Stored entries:
★ ★ ★ ★ ★

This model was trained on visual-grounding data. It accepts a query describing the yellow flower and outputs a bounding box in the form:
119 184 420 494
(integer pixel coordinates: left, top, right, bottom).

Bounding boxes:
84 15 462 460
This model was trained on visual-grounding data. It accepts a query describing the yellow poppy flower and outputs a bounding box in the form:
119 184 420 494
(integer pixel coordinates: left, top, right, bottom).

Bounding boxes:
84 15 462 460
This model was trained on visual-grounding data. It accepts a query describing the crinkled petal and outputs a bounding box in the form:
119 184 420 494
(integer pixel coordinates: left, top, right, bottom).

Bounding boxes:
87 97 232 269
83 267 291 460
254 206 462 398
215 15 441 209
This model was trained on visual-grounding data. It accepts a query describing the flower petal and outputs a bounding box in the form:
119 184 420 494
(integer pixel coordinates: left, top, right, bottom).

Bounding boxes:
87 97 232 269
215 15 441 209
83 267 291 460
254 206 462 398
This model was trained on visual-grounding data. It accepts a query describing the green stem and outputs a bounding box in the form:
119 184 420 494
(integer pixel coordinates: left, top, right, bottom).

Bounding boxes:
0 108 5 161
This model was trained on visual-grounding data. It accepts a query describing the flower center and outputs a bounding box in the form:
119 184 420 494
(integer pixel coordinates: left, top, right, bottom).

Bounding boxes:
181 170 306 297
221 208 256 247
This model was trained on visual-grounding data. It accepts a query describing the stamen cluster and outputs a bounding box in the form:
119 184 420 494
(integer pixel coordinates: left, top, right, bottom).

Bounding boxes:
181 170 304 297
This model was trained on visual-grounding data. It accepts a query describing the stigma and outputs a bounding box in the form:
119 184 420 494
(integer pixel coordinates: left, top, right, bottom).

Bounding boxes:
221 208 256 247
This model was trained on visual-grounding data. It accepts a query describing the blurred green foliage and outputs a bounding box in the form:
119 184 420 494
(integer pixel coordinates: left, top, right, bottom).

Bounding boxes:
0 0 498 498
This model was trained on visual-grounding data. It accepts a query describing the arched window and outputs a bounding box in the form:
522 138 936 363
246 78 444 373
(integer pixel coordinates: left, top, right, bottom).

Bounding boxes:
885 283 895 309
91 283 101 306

★ ★ ★ ★ ★

• _Your objective_: Extract every line of the stored entries above and reproduce each one verbatim, in its original order.

• _Problem solution_:
This model was trained on visual-grounding data. It accepts a query describing the yellow flower and outputs a bounding box in the form:
119 184 420 494
(integer pixel coordinates: left, top, right, bottom).

Bounding boxes:
84 15 462 460
This model was trained on visual-grounding data. It accepts a query describing the yellow poppy flower and outputs a bounding box in the form:
119 184 420 494
(integer pixel coordinates: left, top, right, bottom).

Bounding boxes:
84 15 462 460
This model was trained on visual-grounding data. It accepts a query describing the crinkled petal and outputs a bounding box in the form:
119 184 420 494
(integer pixel coordinates: left, top, right, bottom).

Bounding boxes:
87 97 232 269
83 267 291 460
254 206 462 398
215 15 441 209
This model was trained on visual-grounding data. It accepts a query describing the flower petal and outputs a bounding box in the form:
119 184 420 494
(integer pixel coordinates: left, top, right, bottom).

Bounding boxes:
87 97 232 269
215 15 441 209
83 267 291 460
254 206 462 398
This model was trained on visual-grounding data. It accepts a query describing the green stem and outputs a bounding box in the form:
119 184 420 494
(integer pixel coordinates: left, top, right, bottom).

Bounding boxes:
0 108 5 161
This model was trained on visual-grounding data. It accepts a query describing the flower center and outputs a bounding box in the form:
119 184 420 494
(integer pixel coordinates: left, top, right, bottom).

Bounding boxes:
181 170 306 297
221 208 256 247
This model was trained on visual-grounding data. It accepts a query describing the stamen cluster and outputs a bounding box in the form:
119 184 420 494
(integer pixel coordinates: left, top, right, bottom).

Bounding boxes:
181 170 304 297
This model was trained on visual-grounding data. It accepts a query describing the stigma and outputs a bounding box in the form:
119 184 420 494
(integer pixel coordinates: left, top, right, bottom).

Bounding boxes:
221 208 256 247
This model was trained on visual-grounding data. It accepts a query describing the blurred green foliage and outputs a bounding box in the form:
119 184 420 494
(integer pixel coordinates: left, top, right, bottom).

Bounding boxes:
0 0 498 498
This model was trained on visual-grounding data. It accepts a query describing the arched window and outputs a bounding box in the form:
522 138 936 363
246 78 444 373
(integer pixel coordinates: left, top, right, bottom).

Bounding boxes:
885 283 895 309
91 283 101 306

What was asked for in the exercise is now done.